Quoted passage:

** Begin **

“Escape Room” and Hollywood Favorites Are Now Available!

This is an interesting week for Blu-ray and DVD releases, as the majority of titles hitting home video this week are archival classics from the likes of the Warner Archive Collection, the Criterion Collection, and the British Film Institute. There are also a number of hidden gems from the 1970s and 80s making their debut, and more than a couple offerings for hardcore horror fans. Here’s our weekly rundown of what you’ll want to add to your viewing library!

Escape Room

Six seemingly disparate people are given the chance to win $10,000 if they can use a series of clues to successfully make their way through elaborate puzzle rooms. But they soon discover that cash isn’t the only thing that’s on the line as they begin getting picked off one by one while trying to complete a succession of deadly tasks. Deborah Ann Woll, Taylor Russell, Logan Miller, Tyler Labine, Jay Ellis, Nik Dodani star in this intense, suspense-filled horror tale.

Man of Iron

Hard-working steel mill foreman Chris Bennett (Barton MacLane) had the respect of everyone on the plant floor, and they all clapped for his deserved promotion to a company vice-presidency. However, the boss’s passed-over cousin (John Eldredge) wasn’t applauding–and he started conniving with his secretary (Mary Astor) to undermine Bennett’s popularity with the rank and file, and set him up for a fall. Workplace drama programmer co-stars Dorothy Peterson, Joseph Crehan.


Refusing to get caught up in the toils of murderous gangster Ed Slayden (Dick Purcell), reformed crook Mike Eagan (Joseph King) decided to put distance between them…by slugging a cop and getting himself thrown in jail. Crime reporter Ken Williams (Craig Reynolds) was determined to find out Eagan’s motives…but it might end badly when his efforts get a vengeful Slayden sent to the same prison. Tidy crime drama co-stars Barton MacLane, June Travis, Charles Middleton, George E. Stone.

** End **

Record extracts:

** Begin **

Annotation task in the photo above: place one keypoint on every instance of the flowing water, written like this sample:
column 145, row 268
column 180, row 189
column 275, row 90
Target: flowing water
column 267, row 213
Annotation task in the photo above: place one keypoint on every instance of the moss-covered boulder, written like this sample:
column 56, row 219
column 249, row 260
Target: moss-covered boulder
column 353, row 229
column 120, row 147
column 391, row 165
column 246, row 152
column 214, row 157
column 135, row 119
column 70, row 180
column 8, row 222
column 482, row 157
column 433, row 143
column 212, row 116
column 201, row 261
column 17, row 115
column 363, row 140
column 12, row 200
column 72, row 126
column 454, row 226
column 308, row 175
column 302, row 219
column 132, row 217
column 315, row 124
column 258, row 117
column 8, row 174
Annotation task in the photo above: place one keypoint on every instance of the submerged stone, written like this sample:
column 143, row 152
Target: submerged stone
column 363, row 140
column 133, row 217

** End **

Task brief: Rewrite everything in the Blu-ray and DVD roundup from "Six seemingly disparate" down to "suspense-filled horror tale.", replacing "horror tale" with "horror film".

Right answer:
Six seemingly disparate people are given the chance to win $10,000 if they can use a series of clues to successfully make their way through elaborate puzzle rooms. But they soon discover that cash isn’t the only thing that’s on the line as they begin getting picked off one by one while trying to complete a succession of deadly tasks. Deborah Ann Woll, Taylor Russell, Logan Miller, Tyler Labine, Jay Ellis, Nik Dodani star in this intense, suspense-filled horror film.